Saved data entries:
[Start of Attachment]
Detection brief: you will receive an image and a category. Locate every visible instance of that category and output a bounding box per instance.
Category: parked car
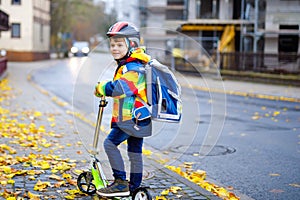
[70,41,90,56]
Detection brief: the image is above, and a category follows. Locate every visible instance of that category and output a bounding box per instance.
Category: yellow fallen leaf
[273,111,280,116]
[183,162,194,166]
[157,158,169,165]
[42,143,52,148]
[38,125,46,133]
[73,169,83,175]
[28,191,41,200]
[229,192,240,200]
[62,173,72,179]
[169,186,182,193]
[1,166,11,174]
[34,180,51,191]
[200,181,214,192]
[54,180,66,188]
[47,117,55,122]
[216,187,229,197]
[156,196,167,200]
[41,162,51,170]
[269,173,280,177]
[65,189,81,195]
[6,197,16,200]
[289,183,300,188]
[252,115,261,120]
[160,189,169,196]
[34,111,42,117]
[64,195,75,200]
[49,174,62,181]
[142,148,153,156]
[1,180,7,186]
[183,162,194,170]
[67,178,77,186]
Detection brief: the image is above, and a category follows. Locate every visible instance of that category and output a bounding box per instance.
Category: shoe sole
[96,191,130,197]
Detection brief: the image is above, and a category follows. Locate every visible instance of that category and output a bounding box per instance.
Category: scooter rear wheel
[77,171,97,195]
[132,187,152,200]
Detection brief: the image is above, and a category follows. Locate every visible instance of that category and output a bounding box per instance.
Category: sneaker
[96,178,130,197]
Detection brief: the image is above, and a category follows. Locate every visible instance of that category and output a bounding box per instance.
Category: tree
[50,0,115,54]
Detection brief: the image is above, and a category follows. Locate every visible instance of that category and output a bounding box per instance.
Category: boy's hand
[94,81,108,97]
[94,89,102,97]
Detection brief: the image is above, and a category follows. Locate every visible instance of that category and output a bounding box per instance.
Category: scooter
[77,97,152,200]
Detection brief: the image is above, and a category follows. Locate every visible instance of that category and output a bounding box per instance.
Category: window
[196,0,219,19]
[278,25,299,62]
[11,0,21,5]
[40,24,44,42]
[11,23,21,38]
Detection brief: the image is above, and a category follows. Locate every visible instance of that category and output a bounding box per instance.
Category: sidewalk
[1,60,299,200]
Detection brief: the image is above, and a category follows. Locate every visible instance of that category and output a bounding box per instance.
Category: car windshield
[73,41,88,48]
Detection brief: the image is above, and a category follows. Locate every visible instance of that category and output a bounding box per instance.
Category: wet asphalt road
[31,52,300,199]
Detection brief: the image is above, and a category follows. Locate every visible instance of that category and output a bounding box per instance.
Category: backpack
[138,59,182,123]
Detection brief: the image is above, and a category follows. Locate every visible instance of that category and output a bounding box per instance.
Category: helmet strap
[125,38,130,48]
[End of Attachment]
### [Try it]
Please give the data above again in exact form and omit every picture.

### [Worked solution]
Detection brief: you will receive an image and a category. Locate every visible instance of that category and output a bounding box per instance.
Category: parked car
[70,41,90,56]
Detection brief: the image is above, and a category follows. Locate every visible instance of that category and output a bounding box per instance.
Category: yellow fallen leaf
[273,111,280,116]
[183,162,194,166]
[157,158,169,165]
[42,143,52,148]
[38,125,46,133]
[73,169,83,175]
[28,191,41,200]
[229,192,240,200]
[62,173,72,179]
[169,186,182,193]
[1,166,11,174]
[34,180,51,191]
[200,181,214,192]
[54,180,66,188]
[47,117,55,122]
[216,187,229,197]
[156,196,167,200]
[41,162,51,170]
[269,173,280,177]
[65,189,81,195]
[6,197,16,200]
[289,183,300,188]
[252,115,261,120]
[160,189,169,196]
[34,111,42,117]
[64,195,75,200]
[49,174,62,181]
[142,148,153,156]
[1,180,7,186]
[183,162,194,170]
[67,178,77,186]
Detection brief: the image is above, and a category follows. Locate every visible instance of that category and output a bounding box per instance.
Category: shoe sole
[96,191,130,197]
Detection brief: the image is above, and a category follows. Locate every visible instance of that category and output a bounding box per instance.
Category: scooter rear wheel
[77,171,97,195]
[132,187,152,200]
Detection brief: the image is above, and a category follows. Locate every visible instance of that category and output a bounding box per instance.
Category: sneaker
[96,178,130,197]
Detection brief: the image is above, and a category follows. Locate every visible instance of that category and output a bounding box per instance.
Category: tree
[50,0,115,54]
Detection brief: the image is above, and a category follows. Locate every visible instance of that category and output a bounding box per instance.
Category: boy's hand
[94,81,108,97]
[94,89,102,97]
Detection brief: the image is above, and a category follows. Locate every visible instance of that category and output a bounding box per instance.
Category: scooter
[77,97,152,200]
Detection brief: the image is above, and a category follows. Locate every visible instance of that category and output a bounding box per instance.
Category: window
[196,0,219,19]
[278,25,299,62]
[11,0,21,5]
[40,24,44,42]
[11,23,21,38]
Detection brief: the image is above, and a category follows. Locate every visible instance of that category and output a bounding box per instance.
Category: sidewalk
[1,60,299,200]
Detection brief: the image is above, and a category follows. Locate every visible instance of that category and output a bounding box per instance.
Category: car windshield
[73,41,88,48]
Detection brief: the image is above, and a category follows. Locate every visible instance of that category and output a bounding box per instance.
Category: wet asphalt road
[31,52,300,199]
Detection brief: the image is above, and a category follows. Locate every visible instance of that category and output a bounding box per instance.
Category: backpack
[138,59,182,123]
Detection brief: the image is above, and a category follows. Locate every visible instance of that category and output a bounding box per instance.
Category: helmet strap
[125,38,130,48]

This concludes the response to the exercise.